[WHAT NEEDS TO BE DONE]: Transcribe word for word the stretch of the San Marcos fishing report below from "Clint and I" through "of the river.".

Fishing reports for
Spencer Canoes on the San Marcos


July 1, 2011 - Don Johnson

Begin and end times: 8:30 am to 5:30 pm
Air Temperature, weather conditions: Hot, clear, sunny, probably 100
Water temperature, water condition: Water not crystal clear, but visibility was good. Flow of 100cfs, down from the 200cfs normal for this time of year
Flies that worked: Black wooly buggers and swamp monsters

Clint and I floated the San Marcos River from Martindale to Staples. We prearranged a shuttle with the folks at Spencer Canoes, which allowed us to drop our boats at the launch point at Shady Groves Campground in Martindale, follow the shuttle vehicle down to a Staples lakefront house owned by Spencer Canoes where we left our cars, and ride the shuttle vehicle back to the launch point. This shuttle service makes it very easy to fish this portion of the river.

[MATERIAL SUPPLIED]:
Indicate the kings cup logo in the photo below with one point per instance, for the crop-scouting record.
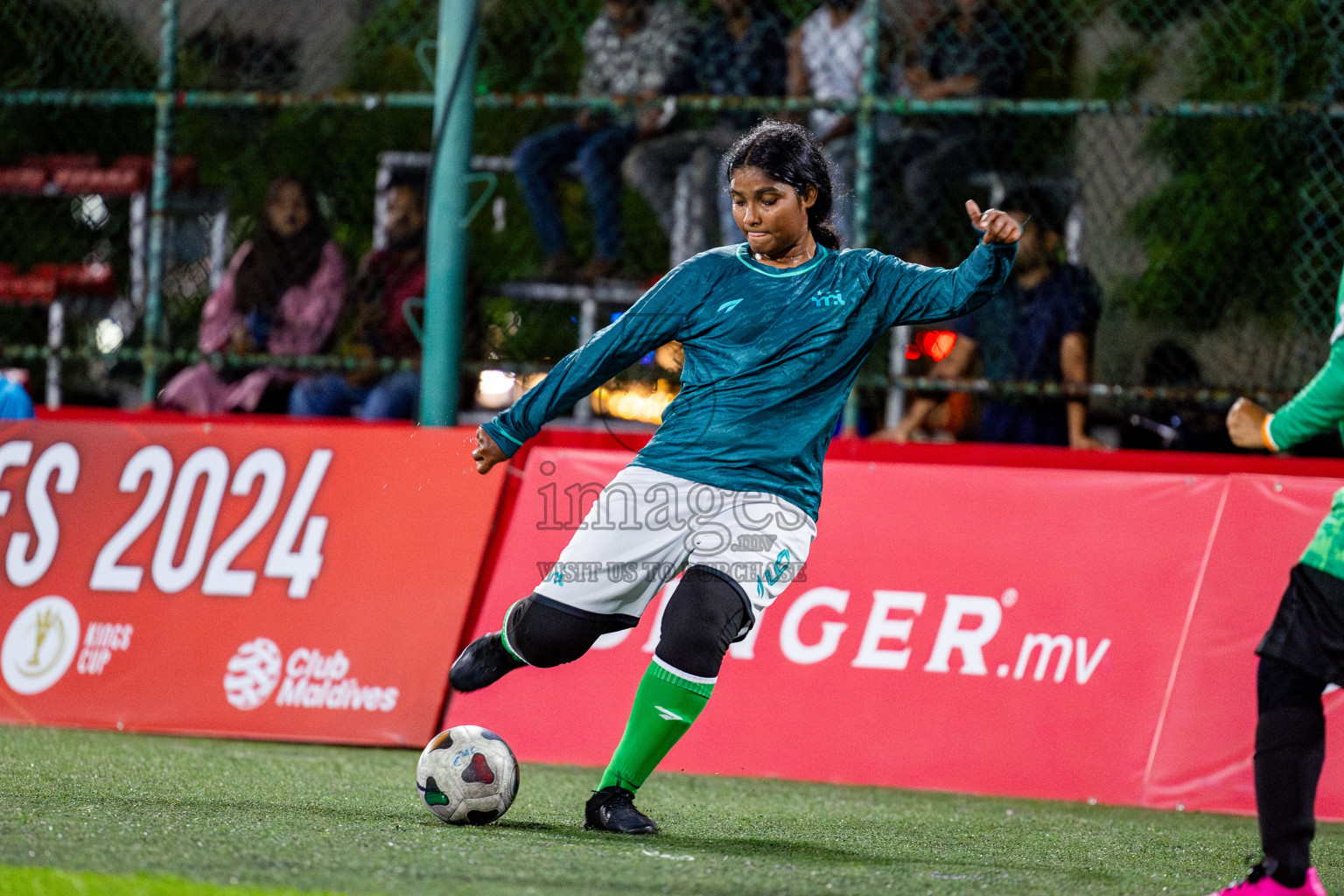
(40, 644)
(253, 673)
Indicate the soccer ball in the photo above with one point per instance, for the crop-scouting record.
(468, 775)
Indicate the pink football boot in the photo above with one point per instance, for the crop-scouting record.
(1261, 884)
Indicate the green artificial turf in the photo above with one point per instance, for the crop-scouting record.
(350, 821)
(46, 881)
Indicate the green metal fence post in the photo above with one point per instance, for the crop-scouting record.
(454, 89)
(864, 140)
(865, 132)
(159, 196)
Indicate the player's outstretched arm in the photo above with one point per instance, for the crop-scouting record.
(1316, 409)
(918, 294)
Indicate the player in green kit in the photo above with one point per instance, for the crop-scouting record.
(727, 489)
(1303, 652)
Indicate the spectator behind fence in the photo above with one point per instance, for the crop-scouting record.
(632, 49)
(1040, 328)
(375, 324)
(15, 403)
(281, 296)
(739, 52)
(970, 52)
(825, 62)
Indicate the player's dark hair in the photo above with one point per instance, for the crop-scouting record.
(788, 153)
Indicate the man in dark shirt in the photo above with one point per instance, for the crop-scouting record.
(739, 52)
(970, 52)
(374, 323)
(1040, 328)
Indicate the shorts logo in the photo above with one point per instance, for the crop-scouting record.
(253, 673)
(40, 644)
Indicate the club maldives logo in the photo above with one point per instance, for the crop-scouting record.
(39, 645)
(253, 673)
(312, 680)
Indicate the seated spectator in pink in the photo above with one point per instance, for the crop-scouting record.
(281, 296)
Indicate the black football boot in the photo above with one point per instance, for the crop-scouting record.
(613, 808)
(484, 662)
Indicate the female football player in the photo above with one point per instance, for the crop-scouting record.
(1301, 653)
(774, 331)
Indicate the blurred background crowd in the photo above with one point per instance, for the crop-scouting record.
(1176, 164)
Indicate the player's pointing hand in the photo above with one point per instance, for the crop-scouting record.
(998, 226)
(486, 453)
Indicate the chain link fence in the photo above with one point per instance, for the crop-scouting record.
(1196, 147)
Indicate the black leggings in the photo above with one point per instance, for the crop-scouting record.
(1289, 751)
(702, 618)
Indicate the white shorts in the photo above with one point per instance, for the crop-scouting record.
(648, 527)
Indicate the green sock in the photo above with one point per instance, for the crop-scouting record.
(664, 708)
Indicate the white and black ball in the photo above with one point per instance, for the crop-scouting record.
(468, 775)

[CORRECT RESULT]:
Clint and I floated the San Marcos River from Martindale to Staples. We prearranged a shuttle with the folks at Spencer Canoes, which allowed us to drop our boats at the launch point at Shady Groves Campground in Martindale, follow the shuttle vehicle down to a Staples lakefront house owned by Spencer Canoes where we left our cars, and ride the shuttle vehicle back to the launch point. This shuttle service makes it very easy to fish this portion of the river.